• Objective: Print the data below word for word, keeping every line unchanged.

[Collected data entries]
# # # #

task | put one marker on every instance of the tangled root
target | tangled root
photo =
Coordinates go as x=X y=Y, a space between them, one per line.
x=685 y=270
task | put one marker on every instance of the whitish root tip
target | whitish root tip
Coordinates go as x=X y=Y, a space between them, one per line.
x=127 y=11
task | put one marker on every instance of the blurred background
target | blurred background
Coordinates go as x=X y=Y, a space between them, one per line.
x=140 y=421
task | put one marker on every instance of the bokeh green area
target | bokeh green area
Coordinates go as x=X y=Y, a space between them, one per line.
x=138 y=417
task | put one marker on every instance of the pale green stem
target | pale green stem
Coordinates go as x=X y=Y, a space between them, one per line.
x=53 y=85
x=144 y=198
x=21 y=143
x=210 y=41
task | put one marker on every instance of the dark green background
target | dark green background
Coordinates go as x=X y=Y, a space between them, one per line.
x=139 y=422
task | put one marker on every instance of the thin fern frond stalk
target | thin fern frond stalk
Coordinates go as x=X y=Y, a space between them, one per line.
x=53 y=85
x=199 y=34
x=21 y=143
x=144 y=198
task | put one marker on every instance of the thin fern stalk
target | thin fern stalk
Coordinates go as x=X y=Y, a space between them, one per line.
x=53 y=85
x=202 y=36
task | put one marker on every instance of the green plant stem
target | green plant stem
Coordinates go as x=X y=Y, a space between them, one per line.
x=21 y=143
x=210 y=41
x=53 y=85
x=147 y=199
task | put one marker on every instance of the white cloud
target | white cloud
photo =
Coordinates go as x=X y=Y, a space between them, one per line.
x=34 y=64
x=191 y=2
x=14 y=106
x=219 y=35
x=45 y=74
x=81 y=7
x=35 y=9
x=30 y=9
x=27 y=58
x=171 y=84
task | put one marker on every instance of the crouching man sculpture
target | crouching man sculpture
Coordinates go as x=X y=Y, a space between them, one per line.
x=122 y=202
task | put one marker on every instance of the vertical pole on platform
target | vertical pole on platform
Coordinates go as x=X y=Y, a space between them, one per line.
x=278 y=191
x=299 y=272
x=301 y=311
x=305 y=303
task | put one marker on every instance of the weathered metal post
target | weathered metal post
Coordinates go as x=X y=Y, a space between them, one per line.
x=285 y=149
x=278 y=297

# # # #

• The result:
task | put one marker on every instance of the tangled root
target | tangled root
photo =
Coordinates go as x=X y=Y, a space between them, one per line.
x=685 y=270
task | put one marker on every instance of the whitish root tip
target | whitish root tip
Coordinates go as x=X y=Y, a space between them, one per line.
x=127 y=11
task | put one marker on every instance of the blurred background
target | blurred background
Coordinates go as x=X y=Y, a space between them, one per line.
x=140 y=421
task | put one marker on every instance of the bokeh green area
target | bokeh green area
Coordinates go as x=X y=Y, a space between them, one per line.
x=138 y=417
task | put one marker on every instance of the pale green stem
target | pale green stem
Coordinates go as x=X y=Y, a space between them, one per line.
x=53 y=85
x=144 y=198
x=21 y=143
x=210 y=41
task | put one marker on every instance of the dark green background
target | dark green background
Coordinates go as x=X y=Y, a space between them, one per line.
x=139 y=422
task | put one marker on every instance of the thin fern frond stalk
target | thin fern frond stalk
Coordinates go as x=X y=Y, a space between them, one per line.
x=53 y=85
x=199 y=34
x=21 y=143
x=144 y=198
task | put one marker on every instance of the thin fern stalk
target | thin fern stalk
Coordinates go as x=X y=Y, a space between them, one per line.
x=53 y=85
x=202 y=36
task | put one marker on every instance of the green plant stem
target | green plant stem
Coordinates go as x=X y=Y, a space between them, one per line.
x=21 y=143
x=210 y=41
x=53 y=85
x=147 y=199
task | put one marker on every instance of the white cloud
target | white cloud
photo =
Coordinates go as x=X y=Y, a space between them, one per line.
x=34 y=64
x=191 y=2
x=14 y=106
x=219 y=35
x=45 y=74
x=81 y=7
x=35 y=9
x=30 y=9
x=27 y=58
x=171 y=84
task | put one marker on every instance of the crouching man sculpture
target | crouching man sculpture
Coordinates go as x=X y=Y, a space between them, one per line.
x=122 y=202
task | put one marker on every instance of the vertical pole on platform
target | vertical pole on platform
Coordinates go as x=X y=Y, a space between them, one per line.
x=278 y=191
x=299 y=272
x=301 y=311
x=305 y=303
task | put one marker on every instance of the weathered metal post
target | weathered metal post
Coordinates go as x=X y=Y, a space between them, one per line.
x=285 y=149
x=278 y=297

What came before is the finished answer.